Data lines

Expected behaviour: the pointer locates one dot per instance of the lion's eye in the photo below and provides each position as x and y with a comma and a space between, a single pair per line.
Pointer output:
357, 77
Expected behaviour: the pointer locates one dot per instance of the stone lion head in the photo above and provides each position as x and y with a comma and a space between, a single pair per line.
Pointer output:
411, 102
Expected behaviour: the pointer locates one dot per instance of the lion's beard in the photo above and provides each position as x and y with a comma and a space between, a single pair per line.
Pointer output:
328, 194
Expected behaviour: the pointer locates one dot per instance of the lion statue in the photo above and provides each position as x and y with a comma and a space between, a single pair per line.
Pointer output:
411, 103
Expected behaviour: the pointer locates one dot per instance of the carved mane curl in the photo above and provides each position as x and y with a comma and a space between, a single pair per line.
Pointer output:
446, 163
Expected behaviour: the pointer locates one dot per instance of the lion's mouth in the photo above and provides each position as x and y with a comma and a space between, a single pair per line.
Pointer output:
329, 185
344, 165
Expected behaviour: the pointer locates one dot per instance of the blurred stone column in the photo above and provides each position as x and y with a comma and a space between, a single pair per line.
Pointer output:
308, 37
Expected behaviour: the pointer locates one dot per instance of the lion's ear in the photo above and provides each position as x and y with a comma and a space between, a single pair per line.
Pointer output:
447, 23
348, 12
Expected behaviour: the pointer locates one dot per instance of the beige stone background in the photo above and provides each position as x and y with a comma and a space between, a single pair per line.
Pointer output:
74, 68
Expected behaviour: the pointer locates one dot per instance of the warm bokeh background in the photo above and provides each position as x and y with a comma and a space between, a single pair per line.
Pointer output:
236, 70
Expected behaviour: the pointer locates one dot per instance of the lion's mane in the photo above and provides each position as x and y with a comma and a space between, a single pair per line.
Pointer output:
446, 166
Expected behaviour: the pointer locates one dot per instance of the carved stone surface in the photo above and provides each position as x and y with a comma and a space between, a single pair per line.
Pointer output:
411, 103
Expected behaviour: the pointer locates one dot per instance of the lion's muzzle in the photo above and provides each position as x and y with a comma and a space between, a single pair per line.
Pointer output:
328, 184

Exercise instructions
Reproduce every line from the one containing "the lion's muzzle" down to the end of the entries, shifting each coordinate by adding 85 to both of its numbers and leaving all other lines unchanged.

Response
Expected behaviour: the pointer locates one dot per instance of the lion's muzzle in the photo above and provides each position as x and y with a comma and a space between, a single pair per line.
Pointer output:
413, 269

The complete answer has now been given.